Сидели вместе за столом
и горечью вина
старались заглушить излом.
До дна.
До дна.
До дна.
Потом ты уходил вовне,
и холод улиц злых
морозил мысли о вине,
а ветер бил под дых
сквозь тьму и глухоту беды,
сквозь пустоту дорог
за то, что ты,
что ты,
что ты
меня не уберег.
Ты возвращался, пил вино
и просыпался в семь.
И было странно и смешно,
что нет меня совсем.
Оль, замечательное. Пронзительное. Даже не сомневалось, что твоё. Прочувствовала до последней буковки...)
Спасибо, Тамил.
Никогда мне не стать неуловимым оборотнем.)
до мурашек
Это все Баракуд. А я рядышком постояла.
Спасибо, Вишневая)

Перечень —
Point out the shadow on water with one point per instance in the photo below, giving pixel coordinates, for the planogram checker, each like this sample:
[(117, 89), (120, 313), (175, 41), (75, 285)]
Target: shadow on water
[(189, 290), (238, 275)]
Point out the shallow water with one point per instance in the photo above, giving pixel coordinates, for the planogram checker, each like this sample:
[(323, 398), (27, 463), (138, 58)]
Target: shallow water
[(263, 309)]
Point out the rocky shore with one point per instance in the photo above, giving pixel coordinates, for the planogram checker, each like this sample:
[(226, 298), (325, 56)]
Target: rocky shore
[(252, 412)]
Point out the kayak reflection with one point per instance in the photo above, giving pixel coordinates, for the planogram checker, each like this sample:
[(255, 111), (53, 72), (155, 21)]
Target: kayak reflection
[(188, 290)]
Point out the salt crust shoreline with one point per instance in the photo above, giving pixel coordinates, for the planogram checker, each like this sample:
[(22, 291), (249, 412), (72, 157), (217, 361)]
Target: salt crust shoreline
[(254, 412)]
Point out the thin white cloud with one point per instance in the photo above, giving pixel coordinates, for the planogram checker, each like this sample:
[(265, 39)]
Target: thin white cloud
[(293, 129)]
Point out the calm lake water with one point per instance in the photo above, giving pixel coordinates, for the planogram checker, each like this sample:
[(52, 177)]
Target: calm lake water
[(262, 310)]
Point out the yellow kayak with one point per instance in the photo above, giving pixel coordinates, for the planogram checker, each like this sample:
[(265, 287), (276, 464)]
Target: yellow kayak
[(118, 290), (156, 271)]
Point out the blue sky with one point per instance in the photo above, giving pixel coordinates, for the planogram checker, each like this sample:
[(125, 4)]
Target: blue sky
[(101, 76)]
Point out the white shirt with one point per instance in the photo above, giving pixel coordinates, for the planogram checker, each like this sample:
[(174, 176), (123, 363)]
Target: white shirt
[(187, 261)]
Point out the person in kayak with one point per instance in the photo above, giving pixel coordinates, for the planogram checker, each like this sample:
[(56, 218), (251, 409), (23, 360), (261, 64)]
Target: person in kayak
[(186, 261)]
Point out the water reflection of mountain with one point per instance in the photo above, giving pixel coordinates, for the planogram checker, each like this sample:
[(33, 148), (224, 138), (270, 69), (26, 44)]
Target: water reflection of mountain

Задание — Во сколько, согласно отрывку, просыпался тот, кто возвращался и пил вино?

Ответ ниже — В семь.